[RECORDS FOR THIS EXERCISE]:
****************

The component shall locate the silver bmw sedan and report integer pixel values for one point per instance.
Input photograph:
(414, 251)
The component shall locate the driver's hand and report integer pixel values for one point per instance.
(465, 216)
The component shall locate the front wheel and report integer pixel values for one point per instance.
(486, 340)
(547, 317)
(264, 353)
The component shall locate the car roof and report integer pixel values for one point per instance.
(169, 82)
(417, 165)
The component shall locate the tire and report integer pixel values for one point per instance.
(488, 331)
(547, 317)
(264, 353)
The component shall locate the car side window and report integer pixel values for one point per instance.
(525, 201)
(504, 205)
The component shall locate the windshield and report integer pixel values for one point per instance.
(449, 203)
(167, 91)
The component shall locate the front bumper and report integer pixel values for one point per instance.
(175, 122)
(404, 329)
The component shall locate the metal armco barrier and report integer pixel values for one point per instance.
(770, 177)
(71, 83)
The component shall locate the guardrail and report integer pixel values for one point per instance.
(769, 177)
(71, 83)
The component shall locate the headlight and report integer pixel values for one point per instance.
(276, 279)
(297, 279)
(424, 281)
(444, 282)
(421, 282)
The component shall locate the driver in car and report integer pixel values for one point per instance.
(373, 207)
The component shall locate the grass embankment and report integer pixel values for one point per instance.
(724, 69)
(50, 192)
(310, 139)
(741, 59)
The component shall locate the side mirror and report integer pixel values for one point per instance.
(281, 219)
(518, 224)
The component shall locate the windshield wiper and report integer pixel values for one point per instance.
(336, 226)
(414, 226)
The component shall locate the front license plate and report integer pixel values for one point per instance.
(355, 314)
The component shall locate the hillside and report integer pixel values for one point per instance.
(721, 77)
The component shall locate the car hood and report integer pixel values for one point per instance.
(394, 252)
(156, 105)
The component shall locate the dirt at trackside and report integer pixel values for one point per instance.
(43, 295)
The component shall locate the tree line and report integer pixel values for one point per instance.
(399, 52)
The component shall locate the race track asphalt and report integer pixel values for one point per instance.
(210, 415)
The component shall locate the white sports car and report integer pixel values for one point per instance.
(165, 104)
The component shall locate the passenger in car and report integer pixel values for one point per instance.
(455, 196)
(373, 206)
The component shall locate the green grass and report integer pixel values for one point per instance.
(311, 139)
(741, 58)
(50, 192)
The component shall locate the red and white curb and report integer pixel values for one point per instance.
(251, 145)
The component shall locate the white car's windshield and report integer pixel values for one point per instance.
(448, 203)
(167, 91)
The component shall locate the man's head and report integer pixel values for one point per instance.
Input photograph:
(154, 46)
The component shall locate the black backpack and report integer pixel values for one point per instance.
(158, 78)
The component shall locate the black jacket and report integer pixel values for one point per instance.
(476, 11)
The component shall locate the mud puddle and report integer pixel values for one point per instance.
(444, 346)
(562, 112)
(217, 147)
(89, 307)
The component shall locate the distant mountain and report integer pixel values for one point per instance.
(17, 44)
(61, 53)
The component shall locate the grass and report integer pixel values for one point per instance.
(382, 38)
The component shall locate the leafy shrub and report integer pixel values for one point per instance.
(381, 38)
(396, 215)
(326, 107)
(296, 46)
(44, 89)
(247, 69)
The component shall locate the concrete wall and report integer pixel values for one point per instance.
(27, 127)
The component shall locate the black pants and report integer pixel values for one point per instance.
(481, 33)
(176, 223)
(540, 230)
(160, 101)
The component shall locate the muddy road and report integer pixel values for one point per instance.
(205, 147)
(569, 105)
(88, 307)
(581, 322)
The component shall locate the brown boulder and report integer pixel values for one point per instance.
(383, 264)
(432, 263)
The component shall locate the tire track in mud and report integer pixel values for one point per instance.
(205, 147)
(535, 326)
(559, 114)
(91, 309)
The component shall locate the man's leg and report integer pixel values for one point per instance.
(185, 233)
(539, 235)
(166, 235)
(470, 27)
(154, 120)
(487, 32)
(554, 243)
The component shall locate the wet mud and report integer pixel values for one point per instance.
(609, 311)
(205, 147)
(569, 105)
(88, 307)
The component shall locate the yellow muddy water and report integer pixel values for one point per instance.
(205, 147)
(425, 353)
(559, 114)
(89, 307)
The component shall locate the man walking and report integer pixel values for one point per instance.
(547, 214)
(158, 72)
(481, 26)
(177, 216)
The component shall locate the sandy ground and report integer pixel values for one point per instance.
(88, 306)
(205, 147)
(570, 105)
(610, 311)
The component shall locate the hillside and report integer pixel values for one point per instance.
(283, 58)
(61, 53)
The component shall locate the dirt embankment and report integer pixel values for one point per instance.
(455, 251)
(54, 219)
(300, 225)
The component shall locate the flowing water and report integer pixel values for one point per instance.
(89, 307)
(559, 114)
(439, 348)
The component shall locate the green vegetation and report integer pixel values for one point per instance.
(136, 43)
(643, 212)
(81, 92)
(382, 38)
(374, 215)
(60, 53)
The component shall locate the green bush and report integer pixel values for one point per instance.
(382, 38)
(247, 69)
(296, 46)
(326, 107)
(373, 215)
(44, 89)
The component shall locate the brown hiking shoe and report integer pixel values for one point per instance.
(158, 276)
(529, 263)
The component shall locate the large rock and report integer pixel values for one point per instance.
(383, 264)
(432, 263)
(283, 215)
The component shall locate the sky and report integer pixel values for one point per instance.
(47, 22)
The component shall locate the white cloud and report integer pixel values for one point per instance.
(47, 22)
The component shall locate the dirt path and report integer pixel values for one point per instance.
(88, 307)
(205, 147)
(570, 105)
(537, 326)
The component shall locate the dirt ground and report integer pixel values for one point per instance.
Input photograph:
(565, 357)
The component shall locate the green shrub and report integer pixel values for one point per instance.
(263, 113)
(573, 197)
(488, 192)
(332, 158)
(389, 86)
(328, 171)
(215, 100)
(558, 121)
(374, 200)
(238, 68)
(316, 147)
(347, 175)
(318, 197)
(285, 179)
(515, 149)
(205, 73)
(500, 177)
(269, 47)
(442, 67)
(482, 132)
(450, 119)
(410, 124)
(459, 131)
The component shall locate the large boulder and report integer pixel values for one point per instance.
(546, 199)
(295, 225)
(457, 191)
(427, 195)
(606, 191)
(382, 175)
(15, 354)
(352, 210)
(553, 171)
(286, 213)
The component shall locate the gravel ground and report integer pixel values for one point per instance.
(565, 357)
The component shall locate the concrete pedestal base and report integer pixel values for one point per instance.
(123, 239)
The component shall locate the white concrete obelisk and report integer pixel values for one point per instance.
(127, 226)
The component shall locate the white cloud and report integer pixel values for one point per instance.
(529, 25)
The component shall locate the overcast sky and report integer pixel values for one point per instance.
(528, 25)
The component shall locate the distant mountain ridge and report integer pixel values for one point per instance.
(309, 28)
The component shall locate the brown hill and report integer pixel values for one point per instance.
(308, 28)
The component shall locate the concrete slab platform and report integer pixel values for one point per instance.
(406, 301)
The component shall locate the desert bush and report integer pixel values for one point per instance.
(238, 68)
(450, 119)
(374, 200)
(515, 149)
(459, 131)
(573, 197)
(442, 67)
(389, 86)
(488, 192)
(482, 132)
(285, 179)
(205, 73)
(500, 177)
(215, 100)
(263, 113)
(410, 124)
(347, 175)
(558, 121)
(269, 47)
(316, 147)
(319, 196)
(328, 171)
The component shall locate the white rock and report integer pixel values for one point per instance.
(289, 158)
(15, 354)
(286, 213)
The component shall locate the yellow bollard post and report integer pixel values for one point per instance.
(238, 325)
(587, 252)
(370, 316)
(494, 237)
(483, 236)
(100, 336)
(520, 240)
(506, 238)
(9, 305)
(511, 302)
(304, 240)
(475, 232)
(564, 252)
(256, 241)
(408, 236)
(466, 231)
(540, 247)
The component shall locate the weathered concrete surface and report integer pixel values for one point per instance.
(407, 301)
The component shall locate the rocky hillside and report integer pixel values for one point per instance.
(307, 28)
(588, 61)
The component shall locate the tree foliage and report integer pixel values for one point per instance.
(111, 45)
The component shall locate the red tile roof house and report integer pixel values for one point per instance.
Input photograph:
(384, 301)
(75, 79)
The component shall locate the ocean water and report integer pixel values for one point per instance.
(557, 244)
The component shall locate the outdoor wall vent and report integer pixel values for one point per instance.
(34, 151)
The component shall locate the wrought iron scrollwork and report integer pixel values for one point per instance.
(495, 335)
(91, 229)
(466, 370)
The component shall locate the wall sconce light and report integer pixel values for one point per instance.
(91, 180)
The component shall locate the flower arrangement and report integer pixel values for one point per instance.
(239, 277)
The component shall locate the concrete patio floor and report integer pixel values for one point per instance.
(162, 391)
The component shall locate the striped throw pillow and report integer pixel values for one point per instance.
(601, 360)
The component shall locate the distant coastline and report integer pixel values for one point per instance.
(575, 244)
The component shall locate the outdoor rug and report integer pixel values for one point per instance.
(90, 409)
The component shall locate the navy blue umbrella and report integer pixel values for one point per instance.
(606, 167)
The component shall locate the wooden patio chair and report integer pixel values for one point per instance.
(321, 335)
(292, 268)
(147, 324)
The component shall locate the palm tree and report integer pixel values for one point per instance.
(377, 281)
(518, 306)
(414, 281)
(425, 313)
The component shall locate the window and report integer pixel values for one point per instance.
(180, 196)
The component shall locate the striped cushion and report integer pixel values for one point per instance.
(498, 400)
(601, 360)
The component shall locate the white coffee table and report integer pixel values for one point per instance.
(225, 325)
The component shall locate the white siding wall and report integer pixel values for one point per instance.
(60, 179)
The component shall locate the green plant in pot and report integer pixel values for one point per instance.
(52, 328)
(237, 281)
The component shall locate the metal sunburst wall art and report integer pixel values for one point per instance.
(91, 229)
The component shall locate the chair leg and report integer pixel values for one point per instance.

****************

[TASK TO CARRY OUT]:
Rewrite the entries starting at the line containing "The component shall locate the window" and ending at the end of the entries, replacing "striped cushion" with "patterned pillow" and leaving everything else unchanged.

[RESPONSE]:
The component shall locate the window and report integer pixel values for one point per instance.
(180, 196)
The component shall locate the patterned pillow and report integer pixel values for one point per instance.
(498, 400)
(601, 360)
The component shall locate the white coffee table and report integer pixel values for one point per instance.
(225, 325)
The component shall locate the white siding wall and report integer pixel values for one point per instance.
(60, 179)
The component shall locate the green plant in pot and report integer pixel values for one point per instance.
(52, 328)
(237, 281)
The component shall locate the metal sunburst wall art and report integer pixel values for one point per instance.
(91, 229)
The component shall locate the chair leg and report integer pixel values for one point per instance.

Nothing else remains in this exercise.